» 练习:
**1)** 请照原文抄录这段关于矩阵乘法优化的页面摘录，从"#define A(i,j) a[ (j)*lda"起，到"double *, int )"止（含该处）。
**2)** 根据矩阵乘法优化的页面摘录，子程序AddDot1x4一次计算几个元素？

» 页面摘录:

Computing four elements at a time

Computing four elements at a time

• 我们在子程序AddDot1x4中一次计算4个元素，该子程序一次执行4个内部乘积
• Optimization_1x4_3 · flame/how-to-optimize-gemm Wiki (github.com)
• 现在我们内联(inline)四个独立的内积，并将循环融合为一个，从而在一个循环中同时计算四个内积:
• Optimization_1x4_4 · flame/how-to-optimize-gemm Wiki (github.com)
• Optimization_1x4_5 · flame/how-to-optimize-gemm Wiki (github.com)

在这一点上，我们开始看到一些性能改进:

Optimization_1x4_3

/* Create macros so that the matrices are stored in column-major order */

#define A(i,j) a[ (j)*lda + (i) ]
#define B(i,j) b[ (j)*ldb + (i) ]
#define C(i,j) c[ (j)*ldc + (i) ]

/* Routine for computing C = A * B + C */

void AddDot( int, double *, int, double *, double * );
void AddDot1x4( int, double *, int,  double *, int, double *, int )

数据集中的条目
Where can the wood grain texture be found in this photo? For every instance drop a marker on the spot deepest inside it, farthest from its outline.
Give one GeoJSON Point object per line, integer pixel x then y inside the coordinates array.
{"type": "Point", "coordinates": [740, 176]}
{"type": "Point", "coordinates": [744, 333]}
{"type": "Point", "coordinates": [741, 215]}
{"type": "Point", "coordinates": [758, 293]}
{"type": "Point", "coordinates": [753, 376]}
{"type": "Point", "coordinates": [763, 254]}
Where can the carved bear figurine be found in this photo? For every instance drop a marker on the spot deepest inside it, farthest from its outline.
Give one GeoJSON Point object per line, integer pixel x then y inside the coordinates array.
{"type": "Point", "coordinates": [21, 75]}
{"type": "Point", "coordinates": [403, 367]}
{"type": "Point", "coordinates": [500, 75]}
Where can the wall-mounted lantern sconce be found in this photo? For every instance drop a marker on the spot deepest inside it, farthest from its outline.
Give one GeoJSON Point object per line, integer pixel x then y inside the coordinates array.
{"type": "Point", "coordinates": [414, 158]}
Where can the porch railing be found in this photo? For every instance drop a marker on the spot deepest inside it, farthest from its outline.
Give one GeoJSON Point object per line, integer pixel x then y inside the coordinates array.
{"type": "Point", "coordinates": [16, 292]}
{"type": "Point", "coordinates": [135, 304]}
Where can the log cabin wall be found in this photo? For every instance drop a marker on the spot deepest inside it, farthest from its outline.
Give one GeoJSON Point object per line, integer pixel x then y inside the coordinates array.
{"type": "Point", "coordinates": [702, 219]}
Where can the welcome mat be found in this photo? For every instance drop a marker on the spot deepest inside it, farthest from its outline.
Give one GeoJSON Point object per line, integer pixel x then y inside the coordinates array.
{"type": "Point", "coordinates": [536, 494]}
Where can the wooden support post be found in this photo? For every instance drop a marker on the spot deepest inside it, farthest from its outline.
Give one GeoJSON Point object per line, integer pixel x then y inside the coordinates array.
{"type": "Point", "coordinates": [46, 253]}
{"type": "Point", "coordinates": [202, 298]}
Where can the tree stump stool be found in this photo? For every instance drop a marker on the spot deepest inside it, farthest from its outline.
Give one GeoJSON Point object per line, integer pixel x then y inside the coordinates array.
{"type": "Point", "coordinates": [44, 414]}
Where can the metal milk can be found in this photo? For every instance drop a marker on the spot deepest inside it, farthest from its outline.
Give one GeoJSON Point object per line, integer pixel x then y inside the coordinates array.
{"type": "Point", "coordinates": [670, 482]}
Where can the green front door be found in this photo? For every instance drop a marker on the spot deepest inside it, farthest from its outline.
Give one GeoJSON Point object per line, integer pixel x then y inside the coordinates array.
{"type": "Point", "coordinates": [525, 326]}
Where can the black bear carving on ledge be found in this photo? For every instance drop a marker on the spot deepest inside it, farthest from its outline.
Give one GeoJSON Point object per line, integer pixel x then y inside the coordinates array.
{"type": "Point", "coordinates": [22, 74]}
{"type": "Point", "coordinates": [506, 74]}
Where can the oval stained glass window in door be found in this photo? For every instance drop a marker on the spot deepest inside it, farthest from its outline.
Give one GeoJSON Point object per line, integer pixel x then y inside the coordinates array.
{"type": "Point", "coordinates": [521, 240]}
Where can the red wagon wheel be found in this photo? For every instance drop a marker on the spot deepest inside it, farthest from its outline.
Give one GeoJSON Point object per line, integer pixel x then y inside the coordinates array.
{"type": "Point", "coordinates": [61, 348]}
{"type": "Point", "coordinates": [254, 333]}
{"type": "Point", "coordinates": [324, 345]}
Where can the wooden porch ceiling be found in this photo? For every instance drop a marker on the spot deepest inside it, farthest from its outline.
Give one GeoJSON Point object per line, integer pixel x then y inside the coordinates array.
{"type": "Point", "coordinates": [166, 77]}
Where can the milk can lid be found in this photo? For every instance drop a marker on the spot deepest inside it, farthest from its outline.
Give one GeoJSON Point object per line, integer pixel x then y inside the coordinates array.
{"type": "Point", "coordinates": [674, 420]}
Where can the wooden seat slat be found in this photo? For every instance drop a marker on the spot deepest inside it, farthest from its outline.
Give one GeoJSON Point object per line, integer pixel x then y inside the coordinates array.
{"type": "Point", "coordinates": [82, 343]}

» 结果:
**1)**
#define A(i,j) a[ (j)*lda + (i) ]
#define B(i,j) b[ (j)*ldb + (i) ]
#define C(i,j) c[ (j)*ldc + (i) ]

/* Routine for computing C = A * B + C */

void AddDot( int, double *, int, double *, double * );
void AddDot1x4( int, double *, int,  double *, int, double *, int )

**2)** 一次计算4个元素，一次执行4个内部乘积。